# Alıştırma görevi:
Aşağıdaki kayıtlarda "The motorbike rider" ifadesini içeren satırla başlayıp "[209, 442, 1093, 720]" ifadesini içeren satırdan sonra durarak iki uç satır dahil yalnızca bu aralıktaki satırları numaralı bir listeye dönüştürün. Boş satırları listeye almayın.

# Girdi verileri:

——————————

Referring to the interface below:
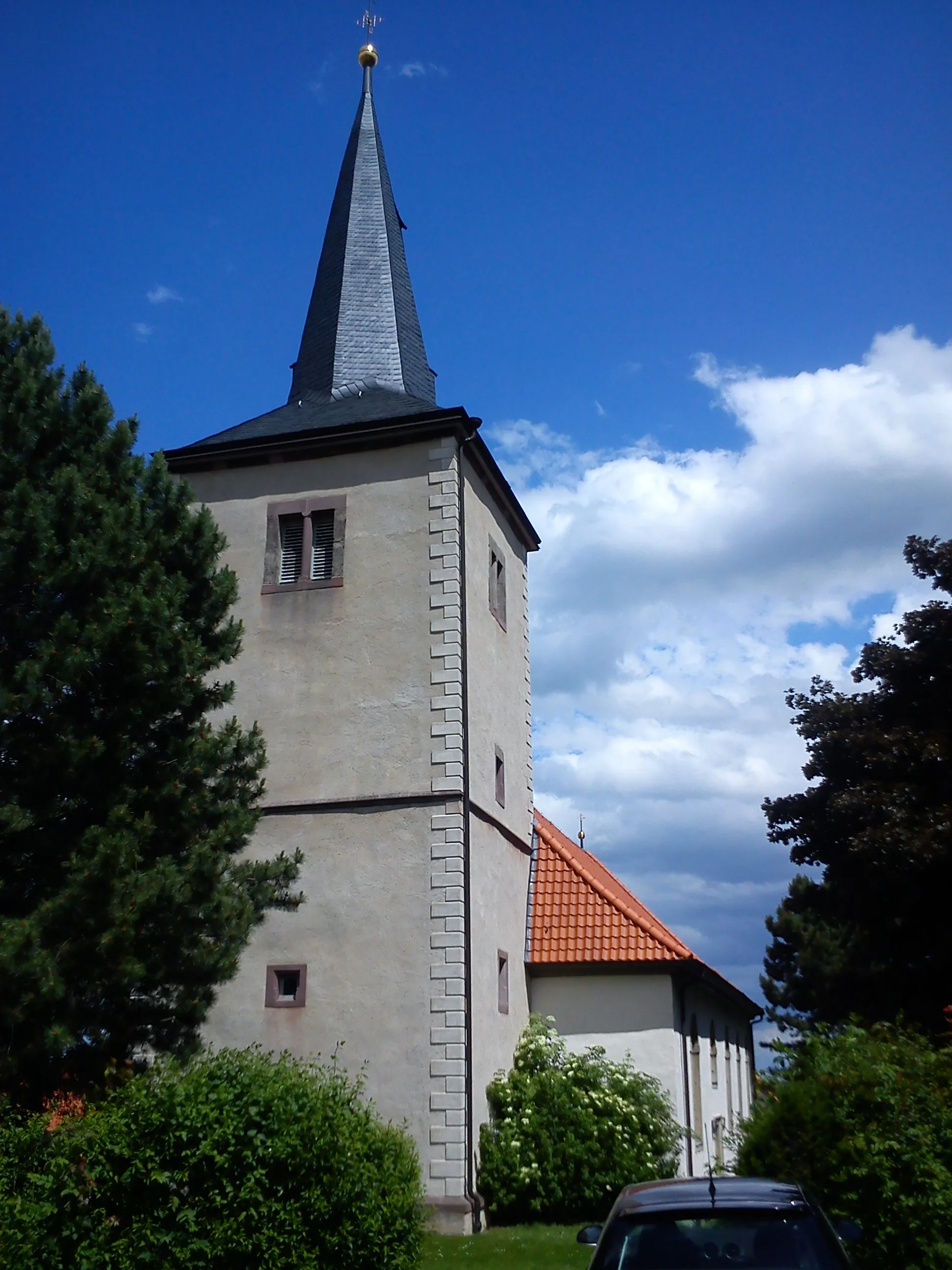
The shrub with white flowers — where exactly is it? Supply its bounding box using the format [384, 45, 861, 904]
[478, 1016, 680, 1223]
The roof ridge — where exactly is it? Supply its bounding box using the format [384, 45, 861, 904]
[534, 811, 698, 961]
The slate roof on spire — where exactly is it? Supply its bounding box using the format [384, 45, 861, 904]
[289, 66, 437, 405]
[174, 66, 438, 455]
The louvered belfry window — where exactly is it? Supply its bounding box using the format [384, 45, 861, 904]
[311, 507, 334, 582]
[262, 494, 347, 596]
[278, 515, 303, 587]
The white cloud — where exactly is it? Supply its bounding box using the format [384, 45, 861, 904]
[397, 62, 450, 79]
[491, 328, 952, 992]
[146, 283, 183, 305]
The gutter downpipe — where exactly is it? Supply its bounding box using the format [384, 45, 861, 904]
[457, 428, 485, 1234]
[680, 979, 694, 1177]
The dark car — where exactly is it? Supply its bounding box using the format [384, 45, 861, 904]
[579, 1177, 859, 1270]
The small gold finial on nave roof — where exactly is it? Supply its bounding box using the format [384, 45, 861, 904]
[357, 0, 383, 67]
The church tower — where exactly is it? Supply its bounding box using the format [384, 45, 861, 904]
[167, 32, 538, 1232]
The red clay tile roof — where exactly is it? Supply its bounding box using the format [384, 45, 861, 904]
[528, 811, 697, 965]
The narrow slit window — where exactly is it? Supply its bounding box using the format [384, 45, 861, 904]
[489, 538, 505, 630]
[311, 507, 334, 582]
[711, 1019, 730, 1090]
[690, 1015, 705, 1144]
[278, 515, 305, 587]
[711, 1115, 723, 1169]
[496, 950, 509, 1015]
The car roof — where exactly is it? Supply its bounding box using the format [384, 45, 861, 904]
[613, 1177, 809, 1217]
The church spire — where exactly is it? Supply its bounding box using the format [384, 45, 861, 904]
[288, 26, 437, 405]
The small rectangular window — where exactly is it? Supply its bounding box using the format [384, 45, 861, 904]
[262, 494, 347, 596]
[496, 950, 509, 1015]
[278, 515, 305, 587]
[264, 961, 307, 1010]
[489, 538, 505, 630]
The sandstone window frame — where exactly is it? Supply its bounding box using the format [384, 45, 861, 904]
[262, 494, 347, 596]
[264, 961, 307, 1010]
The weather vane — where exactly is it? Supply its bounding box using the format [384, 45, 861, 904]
[357, 0, 383, 68]
[357, 0, 383, 45]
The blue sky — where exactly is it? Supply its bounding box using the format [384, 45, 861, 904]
[0, 0, 952, 1041]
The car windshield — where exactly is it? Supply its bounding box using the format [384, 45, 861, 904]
[592, 1209, 847, 1270]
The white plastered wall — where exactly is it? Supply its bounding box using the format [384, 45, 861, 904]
[204, 806, 430, 1159]
[530, 968, 750, 1176]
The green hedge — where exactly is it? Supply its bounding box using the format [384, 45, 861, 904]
[738, 1025, 952, 1270]
[478, 1017, 680, 1223]
[0, 1050, 423, 1270]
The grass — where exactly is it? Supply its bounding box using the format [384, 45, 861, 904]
[422, 1223, 592, 1270]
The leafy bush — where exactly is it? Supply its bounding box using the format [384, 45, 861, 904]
[478, 1017, 680, 1223]
[738, 1025, 952, 1270]
[0, 1050, 423, 1270]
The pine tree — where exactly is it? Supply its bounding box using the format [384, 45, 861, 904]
[761, 537, 952, 1032]
[0, 307, 300, 1103]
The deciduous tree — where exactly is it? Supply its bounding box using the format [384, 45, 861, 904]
[761, 537, 952, 1031]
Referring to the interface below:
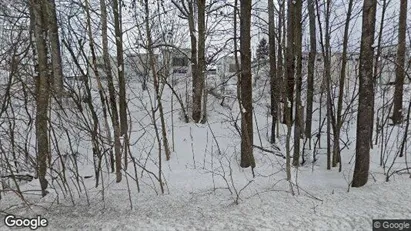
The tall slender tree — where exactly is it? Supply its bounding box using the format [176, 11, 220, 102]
[240, 0, 255, 169]
[305, 0, 317, 142]
[30, 0, 51, 196]
[268, 0, 280, 143]
[284, 0, 296, 125]
[332, 0, 354, 171]
[392, 0, 408, 124]
[293, 0, 303, 166]
[352, 0, 377, 187]
[47, 0, 63, 96]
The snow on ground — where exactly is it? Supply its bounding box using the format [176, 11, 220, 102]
[0, 79, 411, 230]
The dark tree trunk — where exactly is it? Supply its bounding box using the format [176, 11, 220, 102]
[293, 0, 303, 166]
[268, 0, 280, 143]
[392, 0, 407, 124]
[352, 0, 377, 187]
[240, 0, 255, 169]
[305, 0, 317, 139]
[30, 0, 50, 197]
[284, 0, 296, 125]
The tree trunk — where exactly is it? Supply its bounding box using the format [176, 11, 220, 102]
[305, 0, 317, 139]
[113, 0, 128, 169]
[47, 0, 64, 98]
[240, 0, 255, 169]
[199, 0, 207, 123]
[332, 0, 354, 170]
[392, 0, 407, 124]
[268, 0, 280, 143]
[352, 0, 377, 187]
[30, 0, 50, 197]
[284, 0, 295, 125]
[293, 0, 302, 166]
[100, 0, 117, 171]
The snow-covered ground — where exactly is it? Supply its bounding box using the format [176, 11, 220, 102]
[0, 76, 411, 230]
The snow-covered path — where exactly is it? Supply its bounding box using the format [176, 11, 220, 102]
[4, 179, 411, 230]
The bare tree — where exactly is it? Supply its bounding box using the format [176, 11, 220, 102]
[268, 0, 280, 143]
[352, 0, 377, 187]
[47, 0, 64, 96]
[240, 0, 255, 169]
[305, 0, 317, 143]
[392, 0, 407, 124]
[30, 0, 50, 196]
[332, 0, 354, 171]
[293, 0, 303, 166]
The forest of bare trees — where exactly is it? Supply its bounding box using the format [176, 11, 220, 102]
[0, 0, 411, 227]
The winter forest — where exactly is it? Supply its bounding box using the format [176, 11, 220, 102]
[0, 0, 411, 230]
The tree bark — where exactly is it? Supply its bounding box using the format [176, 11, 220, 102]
[240, 0, 255, 169]
[332, 0, 354, 169]
[293, 0, 302, 166]
[268, 0, 280, 143]
[47, 0, 64, 98]
[284, 0, 296, 126]
[199, 0, 207, 123]
[352, 0, 377, 187]
[392, 0, 407, 124]
[305, 0, 317, 139]
[30, 0, 50, 197]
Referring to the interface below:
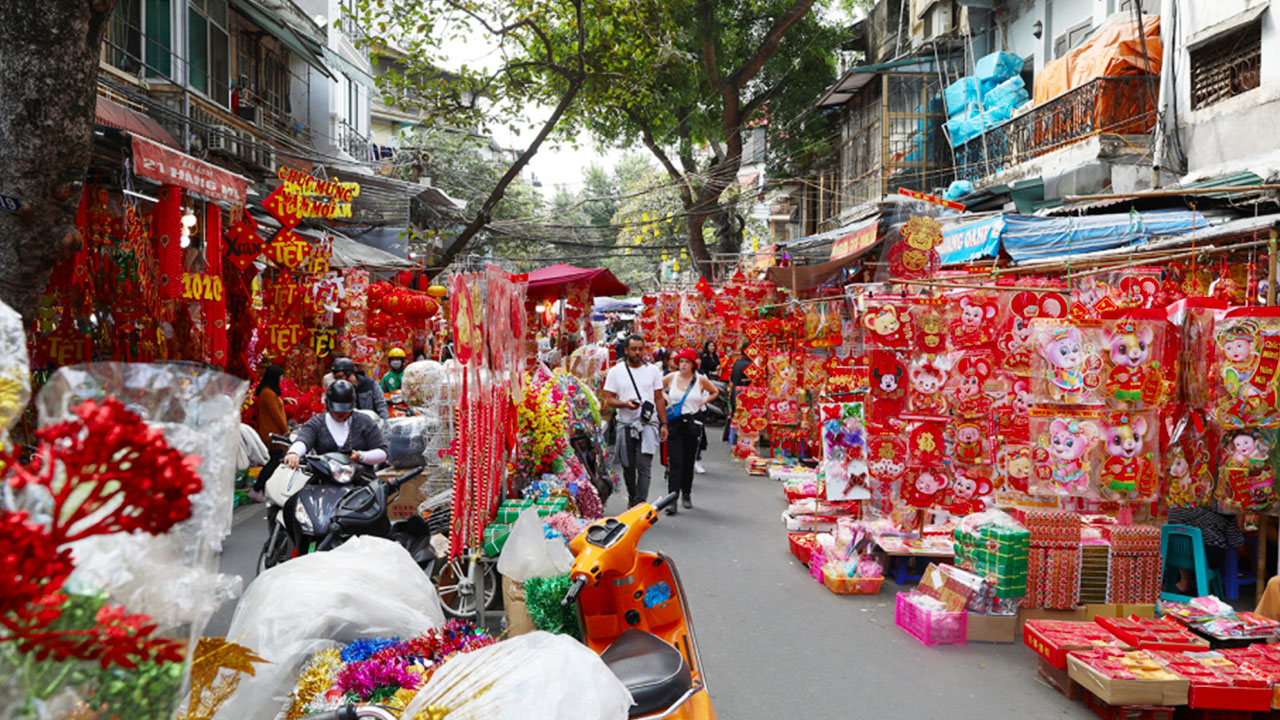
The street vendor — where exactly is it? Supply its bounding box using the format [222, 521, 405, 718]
[284, 379, 387, 469]
[383, 347, 404, 392]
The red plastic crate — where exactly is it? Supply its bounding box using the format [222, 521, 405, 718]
[1084, 691, 1174, 720]
[893, 592, 969, 646]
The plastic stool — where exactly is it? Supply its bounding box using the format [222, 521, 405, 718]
[1222, 537, 1258, 600]
[1160, 525, 1226, 602]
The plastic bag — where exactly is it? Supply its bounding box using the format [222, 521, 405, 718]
[215, 536, 444, 720]
[401, 632, 632, 720]
[498, 507, 573, 583]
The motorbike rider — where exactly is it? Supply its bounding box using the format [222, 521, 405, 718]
[383, 347, 404, 392]
[329, 357, 390, 420]
[284, 373, 387, 469]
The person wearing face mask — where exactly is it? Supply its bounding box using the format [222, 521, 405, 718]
[283, 379, 387, 469]
[383, 347, 404, 392]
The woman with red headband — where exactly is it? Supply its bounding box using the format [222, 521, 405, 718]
[662, 350, 719, 515]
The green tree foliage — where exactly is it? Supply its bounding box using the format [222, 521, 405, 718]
[559, 0, 840, 275]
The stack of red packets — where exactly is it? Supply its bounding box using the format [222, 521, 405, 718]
[1023, 510, 1080, 610]
[1094, 609, 1208, 652]
[1106, 525, 1161, 603]
[1152, 651, 1271, 712]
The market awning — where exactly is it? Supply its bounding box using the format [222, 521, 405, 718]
[1001, 210, 1208, 263]
[764, 245, 874, 293]
[232, 0, 338, 79]
[529, 263, 630, 297]
[95, 95, 182, 147]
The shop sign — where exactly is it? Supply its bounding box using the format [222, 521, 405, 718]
[938, 217, 1005, 264]
[182, 273, 223, 302]
[133, 135, 248, 205]
[897, 187, 964, 213]
[831, 219, 879, 260]
[311, 328, 342, 357]
[262, 165, 360, 229]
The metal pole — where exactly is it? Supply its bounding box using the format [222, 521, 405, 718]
[1253, 224, 1280, 605]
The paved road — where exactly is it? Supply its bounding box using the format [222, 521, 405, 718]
[209, 442, 1093, 720]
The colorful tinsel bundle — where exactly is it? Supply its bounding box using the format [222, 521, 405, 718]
[284, 620, 495, 720]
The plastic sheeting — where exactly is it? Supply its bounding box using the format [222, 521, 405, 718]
[1001, 210, 1208, 263]
[214, 537, 444, 720]
[1034, 13, 1164, 105]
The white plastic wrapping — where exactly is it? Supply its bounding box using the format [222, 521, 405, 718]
[215, 536, 444, 720]
[401, 632, 632, 720]
[498, 507, 573, 583]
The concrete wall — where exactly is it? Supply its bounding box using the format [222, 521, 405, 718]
[1161, 0, 1280, 173]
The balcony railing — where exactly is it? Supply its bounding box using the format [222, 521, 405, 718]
[955, 76, 1158, 182]
[338, 120, 374, 163]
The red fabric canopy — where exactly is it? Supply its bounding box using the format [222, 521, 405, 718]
[529, 263, 630, 297]
[96, 95, 182, 147]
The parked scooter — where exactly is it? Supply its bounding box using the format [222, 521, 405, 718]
[563, 493, 716, 720]
[259, 436, 436, 574]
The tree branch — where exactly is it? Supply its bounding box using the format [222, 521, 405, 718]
[728, 0, 813, 90]
[626, 108, 694, 208]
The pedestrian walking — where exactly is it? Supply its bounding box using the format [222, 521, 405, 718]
[604, 334, 667, 507]
[662, 350, 719, 515]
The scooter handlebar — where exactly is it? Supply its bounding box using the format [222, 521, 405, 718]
[388, 468, 425, 489]
[561, 575, 586, 605]
[653, 491, 680, 510]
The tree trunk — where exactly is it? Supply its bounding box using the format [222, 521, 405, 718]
[0, 0, 116, 322]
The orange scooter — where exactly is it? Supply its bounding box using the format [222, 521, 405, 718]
[562, 493, 716, 720]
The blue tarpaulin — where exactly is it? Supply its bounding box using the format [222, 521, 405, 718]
[938, 215, 1005, 265]
[1001, 210, 1208, 263]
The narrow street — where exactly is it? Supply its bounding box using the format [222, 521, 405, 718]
[206, 442, 1092, 720]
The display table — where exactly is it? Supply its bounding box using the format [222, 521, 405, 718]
[874, 536, 955, 585]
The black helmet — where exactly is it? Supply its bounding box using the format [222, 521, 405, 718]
[324, 380, 356, 413]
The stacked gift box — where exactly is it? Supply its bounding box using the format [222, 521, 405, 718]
[1023, 510, 1080, 610]
[1107, 525, 1161, 603]
[952, 512, 1030, 601]
[1152, 651, 1271, 712]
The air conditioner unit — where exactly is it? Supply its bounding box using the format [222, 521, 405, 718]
[257, 147, 275, 173]
[206, 126, 239, 155]
[924, 0, 956, 41]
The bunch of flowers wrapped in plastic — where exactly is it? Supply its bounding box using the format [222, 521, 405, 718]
[284, 620, 497, 720]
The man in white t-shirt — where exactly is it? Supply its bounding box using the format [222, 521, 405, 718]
[604, 334, 667, 507]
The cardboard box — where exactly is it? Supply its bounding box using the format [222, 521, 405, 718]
[1066, 655, 1190, 705]
[1016, 607, 1088, 635]
[1084, 605, 1126, 620]
[969, 612, 1018, 643]
[1116, 603, 1156, 619]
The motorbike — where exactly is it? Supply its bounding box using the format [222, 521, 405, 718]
[562, 493, 716, 720]
[257, 436, 436, 574]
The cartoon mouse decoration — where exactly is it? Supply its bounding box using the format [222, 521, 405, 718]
[1103, 320, 1161, 410]
[1100, 414, 1158, 498]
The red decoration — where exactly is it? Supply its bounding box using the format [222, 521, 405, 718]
[0, 398, 201, 667]
[151, 184, 183, 299]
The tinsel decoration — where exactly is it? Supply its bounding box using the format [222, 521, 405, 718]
[284, 648, 342, 720]
[342, 638, 401, 662]
[525, 574, 582, 639]
[151, 184, 183, 299]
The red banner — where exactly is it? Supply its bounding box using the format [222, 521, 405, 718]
[133, 135, 248, 205]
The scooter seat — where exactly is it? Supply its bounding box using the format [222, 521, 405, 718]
[600, 628, 694, 717]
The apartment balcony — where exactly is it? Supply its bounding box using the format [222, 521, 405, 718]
[955, 76, 1158, 187]
[150, 85, 311, 173]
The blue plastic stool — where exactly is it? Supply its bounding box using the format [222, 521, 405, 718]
[1160, 525, 1226, 602]
[1222, 537, 1258, 600]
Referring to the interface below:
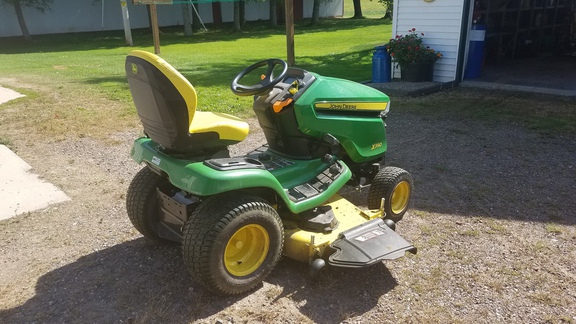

——————————

# Alıştırma çıktısı:
1. The motorbike rider — where exactly is it? Supply its bounding box using the format [222, 521, 405, 718]
2. [383, 347, 404, 392]
3. [329, 357, 390, 420]
4. [284, 373, 387, 469]
5. The person wearing face mask — where exactly is it? Supply its bounding box using the format [222, 521, 405, 718]
6. [283, 379, 387, 469]
7. [383, 347, 404, 392]
8. The woman with red headband — where exactly is it? Supply its bounding box using the format [222, 521, 405, 718]
9. [662, 350, 719, 515]
10. The green tree foliage — where exactly is it? Supply its bounding box using the format [222, 521, 405, 718]
11. [559, 0, 840, 275]
12. The stack of red packets — where exactly is it? Supply its bounding box using the format [222, 521, 405, 718]
13. [1023, 510, 1080, 610]
14. [1094, 609, 1208, 652]
15. [1106, 525, 1161, 603]
16. [1152, 651, 1271, 712]
17. The market awning — where exactly is it? Supply its bounding box using the format [222, 521, 405, 718]
18. [1001, 210, 1208, 263]
19. [764, 245, 874, 293]
20. [232, 0, 338, 79]
21. [529, 263, 630, 297]
22. [95, 95, 182, 147]
23. The shop sign — where exactly is it? Supply its bounding box using the format [222, 521, 405, 718]
24. [938, 217, 1005, 264]
25. [182, 273, 223, 302]
26. [133, 135, 248, 205]
27. [897, 187, 964, 213]
28. [831, 219, 879, 260]
29. [311, 328, 342, 357]
30. [262, 165, 360, 229]
31. The metal pole — where exactly is it? Supply its bounding box using the format [222, 521, 405, 718]
32. [1253, 224, 1280, 605]
33. The paved road — where exactly is it? Supply its bounding box using the format [222, 521, 405, 718]
34. [209, 442, 1093, 720]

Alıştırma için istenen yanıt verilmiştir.